**Requisiti**
[a] Risponda in base all'estratto della pagina:
(i) In quale catena montuosa della Mongolia Francesco Rovero ha fotografato il leopardo delle nevi?
(ii) In quale università insegna Francesco Rovero?
(iii) In che anno è stato scoperto il sengi?
[b] Indichi se ciascuna affermazione concorda con l'estratto della pagina, rispondendo sì o no e citando le parole decisive:
(i) Francesco Rovero ha 51 anni.
(ii) Le ricerche di Rovero con le fototrappole sono partite dai Monti Altai.
(iii) Il sengi è chiamato anche toporagno-elefante gigante.

**Estratto della pagina**
▼
Il «fantasma delle montagne» in pericolo di estinzione. Le foto dell’etologo Francesco Rovero in difesa degli animali (come i felini dell’Asia scacciati dalle troppe capre)

Lo sguardo del leopardo delle nevi è quello di un animale braccato, non di un grande predatore a caccia sul suo territorio, nei Monti Altai della Mongolia. Francesco Rovero, 51 anni, professore di Ecologia all’università di Firenze, ha catturato quello sguardo inquietante con le sue «fototrappole», un sistema nuovo di osservazione della fauna che ha contribuito a sviluppare negli ultimi vent’anni, a partire dalle sue ricerche sui Monti Udzungwa della Tanzania. «In Tanzania abbiamo fotografato per la prima volta in natura diverse specie e nel 2008 abbiamo perfino scoperto una specie nuova, il sengi, o toporagno-elefante gigante, che ha avuto molta risonanza nel mondo scientifico», spiega Rovero. «Con quella scoperta abbiamo dimostrato quanto ci sia ancora di sconosciuto nella natura e quanto il Pianeta su cui viviamo sia complesso, molto più di quello che crediamo di sapere», aggiunge.
▲
**Dati mostrati**
▼
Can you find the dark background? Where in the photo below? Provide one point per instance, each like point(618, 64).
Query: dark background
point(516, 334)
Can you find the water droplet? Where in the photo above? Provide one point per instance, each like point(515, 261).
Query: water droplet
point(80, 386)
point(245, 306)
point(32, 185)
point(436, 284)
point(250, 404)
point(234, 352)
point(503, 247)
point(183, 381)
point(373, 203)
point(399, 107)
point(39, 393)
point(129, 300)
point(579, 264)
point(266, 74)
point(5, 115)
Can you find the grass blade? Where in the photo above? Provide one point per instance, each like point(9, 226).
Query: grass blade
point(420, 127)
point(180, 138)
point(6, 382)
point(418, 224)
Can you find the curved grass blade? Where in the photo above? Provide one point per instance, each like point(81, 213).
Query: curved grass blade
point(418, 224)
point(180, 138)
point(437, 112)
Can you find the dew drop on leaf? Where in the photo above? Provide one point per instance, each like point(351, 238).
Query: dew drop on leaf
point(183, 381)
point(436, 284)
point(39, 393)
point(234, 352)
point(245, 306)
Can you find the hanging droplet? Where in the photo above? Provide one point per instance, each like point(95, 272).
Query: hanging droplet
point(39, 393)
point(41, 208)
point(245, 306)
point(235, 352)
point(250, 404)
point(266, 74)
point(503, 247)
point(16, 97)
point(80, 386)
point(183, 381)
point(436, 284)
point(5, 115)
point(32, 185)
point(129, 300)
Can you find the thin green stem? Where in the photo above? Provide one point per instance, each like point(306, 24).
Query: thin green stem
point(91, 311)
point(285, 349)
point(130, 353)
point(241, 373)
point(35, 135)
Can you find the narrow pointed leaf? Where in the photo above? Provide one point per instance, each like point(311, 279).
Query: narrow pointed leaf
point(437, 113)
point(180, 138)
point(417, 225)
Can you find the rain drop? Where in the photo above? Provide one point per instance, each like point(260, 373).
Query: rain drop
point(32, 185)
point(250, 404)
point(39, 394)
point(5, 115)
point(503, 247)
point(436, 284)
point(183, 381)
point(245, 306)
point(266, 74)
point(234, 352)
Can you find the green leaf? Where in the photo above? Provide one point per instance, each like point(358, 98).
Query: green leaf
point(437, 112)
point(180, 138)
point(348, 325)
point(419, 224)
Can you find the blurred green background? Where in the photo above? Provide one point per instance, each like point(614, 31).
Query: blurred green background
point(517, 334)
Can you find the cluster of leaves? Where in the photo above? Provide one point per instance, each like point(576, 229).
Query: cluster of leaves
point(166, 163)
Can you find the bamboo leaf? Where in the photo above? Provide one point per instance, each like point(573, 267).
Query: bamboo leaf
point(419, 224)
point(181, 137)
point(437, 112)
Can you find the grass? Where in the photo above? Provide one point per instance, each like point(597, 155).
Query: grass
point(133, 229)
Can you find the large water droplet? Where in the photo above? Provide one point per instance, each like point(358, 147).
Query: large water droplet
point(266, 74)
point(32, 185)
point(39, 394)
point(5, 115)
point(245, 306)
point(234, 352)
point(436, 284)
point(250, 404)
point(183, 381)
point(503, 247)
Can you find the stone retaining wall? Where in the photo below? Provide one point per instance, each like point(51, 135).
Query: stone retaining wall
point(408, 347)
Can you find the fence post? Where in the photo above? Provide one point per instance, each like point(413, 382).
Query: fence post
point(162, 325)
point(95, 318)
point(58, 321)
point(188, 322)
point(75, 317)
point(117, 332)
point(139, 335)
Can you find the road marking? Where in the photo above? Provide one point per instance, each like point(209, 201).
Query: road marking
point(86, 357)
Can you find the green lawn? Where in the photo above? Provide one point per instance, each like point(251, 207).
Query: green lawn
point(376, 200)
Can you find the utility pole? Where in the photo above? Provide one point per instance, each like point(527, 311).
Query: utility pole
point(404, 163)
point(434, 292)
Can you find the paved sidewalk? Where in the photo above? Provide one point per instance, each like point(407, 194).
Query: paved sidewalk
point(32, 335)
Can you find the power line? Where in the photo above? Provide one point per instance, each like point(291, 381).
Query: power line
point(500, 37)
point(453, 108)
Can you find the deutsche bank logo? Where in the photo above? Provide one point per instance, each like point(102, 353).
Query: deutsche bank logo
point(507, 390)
▲
▼
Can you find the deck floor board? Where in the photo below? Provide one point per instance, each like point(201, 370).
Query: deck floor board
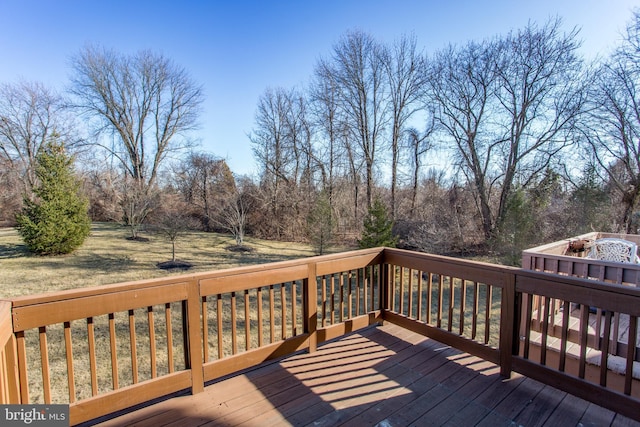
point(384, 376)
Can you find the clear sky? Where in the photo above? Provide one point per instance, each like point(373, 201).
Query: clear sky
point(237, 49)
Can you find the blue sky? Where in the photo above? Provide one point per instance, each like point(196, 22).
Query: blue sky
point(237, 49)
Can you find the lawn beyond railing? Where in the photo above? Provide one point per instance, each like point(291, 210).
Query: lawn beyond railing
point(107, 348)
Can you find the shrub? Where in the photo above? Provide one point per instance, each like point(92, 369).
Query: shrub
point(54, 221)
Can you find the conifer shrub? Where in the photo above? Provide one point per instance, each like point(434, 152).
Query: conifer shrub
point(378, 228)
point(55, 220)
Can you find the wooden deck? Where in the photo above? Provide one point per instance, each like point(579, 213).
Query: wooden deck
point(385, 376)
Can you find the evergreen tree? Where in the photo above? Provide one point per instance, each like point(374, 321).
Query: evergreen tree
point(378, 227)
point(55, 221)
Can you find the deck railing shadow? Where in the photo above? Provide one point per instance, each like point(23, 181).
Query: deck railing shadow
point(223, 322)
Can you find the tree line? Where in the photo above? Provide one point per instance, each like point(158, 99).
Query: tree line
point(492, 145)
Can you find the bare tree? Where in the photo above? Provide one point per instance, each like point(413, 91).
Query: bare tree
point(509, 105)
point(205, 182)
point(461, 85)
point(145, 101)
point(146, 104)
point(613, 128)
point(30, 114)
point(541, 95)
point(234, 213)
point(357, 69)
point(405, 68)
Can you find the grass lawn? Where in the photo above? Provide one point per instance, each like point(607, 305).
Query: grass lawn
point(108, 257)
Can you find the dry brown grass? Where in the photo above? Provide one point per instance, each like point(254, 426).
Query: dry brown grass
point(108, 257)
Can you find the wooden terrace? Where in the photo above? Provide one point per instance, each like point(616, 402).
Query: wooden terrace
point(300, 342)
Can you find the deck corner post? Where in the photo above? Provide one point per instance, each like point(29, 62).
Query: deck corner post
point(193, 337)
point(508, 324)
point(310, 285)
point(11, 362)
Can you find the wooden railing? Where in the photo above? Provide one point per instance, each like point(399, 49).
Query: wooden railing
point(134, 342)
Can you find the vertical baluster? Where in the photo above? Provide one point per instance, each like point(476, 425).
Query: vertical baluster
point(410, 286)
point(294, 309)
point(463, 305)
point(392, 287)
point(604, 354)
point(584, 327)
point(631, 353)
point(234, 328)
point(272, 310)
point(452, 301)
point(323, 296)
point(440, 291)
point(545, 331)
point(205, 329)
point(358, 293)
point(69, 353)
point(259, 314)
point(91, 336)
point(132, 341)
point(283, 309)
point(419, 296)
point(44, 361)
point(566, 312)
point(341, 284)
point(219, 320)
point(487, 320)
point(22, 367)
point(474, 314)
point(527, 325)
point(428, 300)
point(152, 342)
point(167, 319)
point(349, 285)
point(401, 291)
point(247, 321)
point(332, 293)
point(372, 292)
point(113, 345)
▲
▼
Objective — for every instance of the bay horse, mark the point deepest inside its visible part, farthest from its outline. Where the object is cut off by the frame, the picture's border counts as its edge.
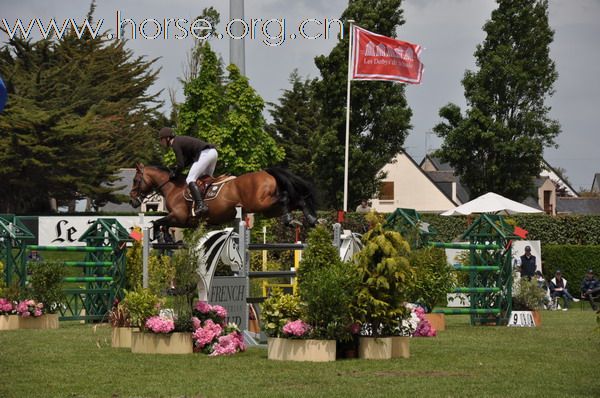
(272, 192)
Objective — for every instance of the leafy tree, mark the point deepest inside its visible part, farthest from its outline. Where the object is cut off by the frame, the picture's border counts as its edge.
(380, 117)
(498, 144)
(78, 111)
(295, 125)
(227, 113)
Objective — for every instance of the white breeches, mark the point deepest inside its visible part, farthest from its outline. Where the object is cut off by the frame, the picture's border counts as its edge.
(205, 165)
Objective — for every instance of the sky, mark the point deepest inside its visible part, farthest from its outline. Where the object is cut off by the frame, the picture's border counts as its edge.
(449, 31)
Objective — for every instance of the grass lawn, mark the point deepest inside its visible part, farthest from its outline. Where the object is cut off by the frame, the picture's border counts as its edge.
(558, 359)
▲
**Risposte ai compiti**
[a]
(i) Nei Monti Altai.
(ii) All'università di Firenze.
(iii) Nel 2008.

[b]
(i) Sì: «Francesco Rovero, 51 anni»
(ii) No: «a partire dalle sue ricerche sui Monti Udzungwa della Tanzania»
(iii) Sì: «il sengi, o toporagno-elefante gigante»